(GIVEN REQUEST A): In the forum thread about computing cosine similarity with Lucene, what value is size_B set to?

>> BEGIN TEXT EXTRACT

Hello Herb. Thank you very much for your reply. I want to have the cosine for
each a and each b. I'm using code for lucene I found online, which I will post
below.
Hello Uwe. Thank you very much for replying. I am using a class DocVector and
then a class in which i try to compute the similarities from documents that
were indexed in two folders. Here is the code for the two classes.
Could you please help me? What am I doing wrong? Thank you very much!
package NewApp;
import extractout.*;
import java.util.Map;
import org.apache.commons.math3.linear.OpenMapRealVector;
import org.apache.commons.math3.linear.RealVectorFormat;
import org.apache.commons.math3.linear.SparseRealVector;
/**
*
* @author Stefy
*/
class DocVector {
public Map<String,Integer> terms;
public SparseRealVector vector;
public DocVector(Map<String,Integer> terms) {
this.terms = terms;
this.vector = new OpenMapRealVector(terms.size());
}
public void setEntry(String term, int freq) {
if (terms.containsKey(term)) {
int pos = terms.get(term);
vector.setEntry(pos, (double) freq);
}
}
public void normalize() {
double sum = vector.getL1Norm();
vector = (SparseRealVector) vector.mapDivide(sum);
}
@Override
public String toString() {
RealVectorFormat formatter = new RealVectorFormat();
return formatter.format(vector);
}
}
---------------------------------------------------------------------------------------
public class testCosine {
static String in_B = "/local/march_exp/in_B";
static String data_B = "/local/march_exp/B_split100_EN";
static String in_A = "/local/march_exp/in_A";
static String data_A = "/local/march_exp/A_split100_EN";
static File indexDir_B, dataDir_B, indexDir_A, dataDir_A;
static IndexReader reader_A, reader_B;
static Directory dir_B, dir_A;
static int size_B = 23992, size_A = 10995;
private static double getCosineSimilarity(DocVector d1, DocVector d2) {
return (d1.vector.dotProduct(d2.vector))

>> END TEXT EXTRACT
>> BEGIN DATA SUPPLIED

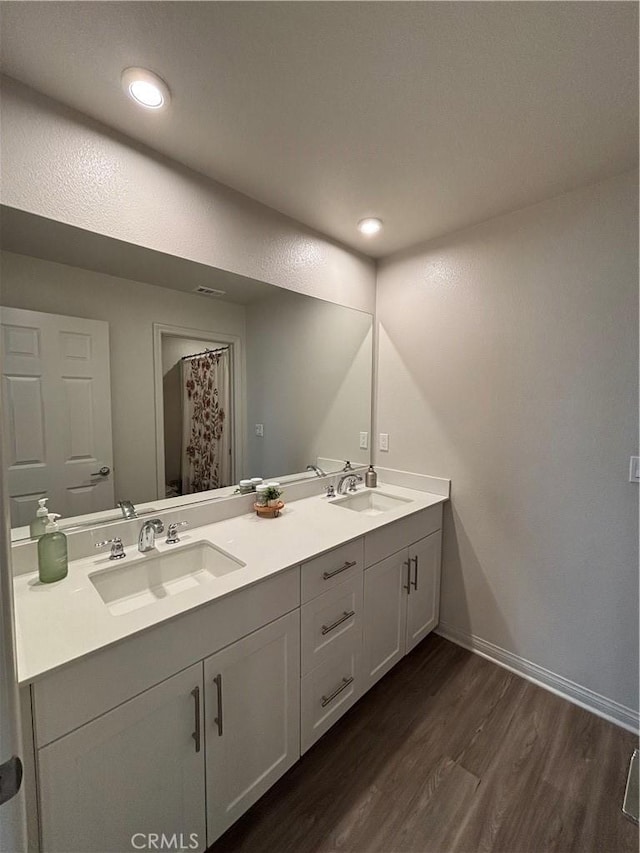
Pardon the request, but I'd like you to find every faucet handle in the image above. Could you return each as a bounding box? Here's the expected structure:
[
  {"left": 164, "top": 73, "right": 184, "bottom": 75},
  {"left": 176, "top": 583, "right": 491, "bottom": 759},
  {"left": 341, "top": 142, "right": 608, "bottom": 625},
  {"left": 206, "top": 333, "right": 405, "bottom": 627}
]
[
  {"left": 349, "top": 474, "right": 362, "bottom": 492},
  {"left": 166, "top": 521, "right": 189, "bottom": 545},
  {"left": 96, "top": 536, "right": 127, "bottom": 560}
]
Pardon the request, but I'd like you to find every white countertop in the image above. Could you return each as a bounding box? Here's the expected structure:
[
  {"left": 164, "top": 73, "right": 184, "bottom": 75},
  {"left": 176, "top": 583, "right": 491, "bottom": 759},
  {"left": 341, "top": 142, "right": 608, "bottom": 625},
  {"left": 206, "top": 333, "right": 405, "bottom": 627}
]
[{"left": 14, "top": 484, "right": 447, "bottom": 684}]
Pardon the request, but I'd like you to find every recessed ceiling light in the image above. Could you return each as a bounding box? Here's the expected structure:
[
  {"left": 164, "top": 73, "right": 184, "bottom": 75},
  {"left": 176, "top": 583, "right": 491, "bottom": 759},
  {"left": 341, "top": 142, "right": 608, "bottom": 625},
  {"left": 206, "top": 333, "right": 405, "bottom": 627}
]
[
  {"left": 122, "top": 68, "right": 171, "bottom": 110},
  {"left": 358, "top": 218, "right": 382, "bottom": 236}
]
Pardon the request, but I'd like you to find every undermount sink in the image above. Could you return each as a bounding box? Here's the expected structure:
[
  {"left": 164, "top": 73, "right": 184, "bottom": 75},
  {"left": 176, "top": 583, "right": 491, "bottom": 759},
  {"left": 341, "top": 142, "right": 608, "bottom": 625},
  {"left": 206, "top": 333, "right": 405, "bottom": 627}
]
[
  {"left": 89, "top": 542, "right": 246, "bottom": 616},
  {"left": 331, "top": 490, "right": 411, "bottom": 515}
]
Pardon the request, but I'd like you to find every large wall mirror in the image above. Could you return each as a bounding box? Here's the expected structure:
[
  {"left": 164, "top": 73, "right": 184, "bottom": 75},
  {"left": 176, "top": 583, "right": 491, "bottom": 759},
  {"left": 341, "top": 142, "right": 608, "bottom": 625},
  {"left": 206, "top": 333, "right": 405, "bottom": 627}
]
[{"left": 0, "top": 207, "right": 373, "bottom": 539}]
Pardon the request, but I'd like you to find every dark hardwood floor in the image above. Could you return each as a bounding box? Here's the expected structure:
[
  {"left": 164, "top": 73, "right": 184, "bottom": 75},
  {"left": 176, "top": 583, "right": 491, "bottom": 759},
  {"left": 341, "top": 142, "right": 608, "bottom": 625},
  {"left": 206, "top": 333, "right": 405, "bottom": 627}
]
[{"left": 210, "top": 635, "right": 638, "bottom": 853}]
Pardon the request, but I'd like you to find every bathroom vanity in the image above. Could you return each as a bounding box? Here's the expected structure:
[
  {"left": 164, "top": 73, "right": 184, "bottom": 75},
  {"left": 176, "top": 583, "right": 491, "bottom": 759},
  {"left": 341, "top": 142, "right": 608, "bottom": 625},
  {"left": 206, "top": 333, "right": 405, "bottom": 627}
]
[{"left": 15, "top": 485, "right": 446, "bottom": 853}]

>> END DATA SUPPLIED

(GIVEN REQUEST B): Write out the lines of the records from the line containing "Pardon the request, but I'd like you to find every bathroom" through the end of the records as a numbered list, skipping blank lines.

(EXPECTED OUTPUT A): 23992

(EXPECTED OUTPUT B):
1. Pardon the request, but I'd like you to find every bathroom vanity in the image above. Could you return each as a bounding box? Here's the expected structure:
2. [
3.   {"left": 164, "top": 73, "right": 184, "bottom": 75},
4.   {"left": 176, "top": 583, "right": 491, "bottom": 759},
5.   {"left": 341, "top": 142, "right": 608, "bottom": 625},
6.   {"left": 206, "top": 333, "right": 405, "bottom": 627}
7. ]
8. [{"left": 15, "top": 485, "right": 446, "bottom": 853}]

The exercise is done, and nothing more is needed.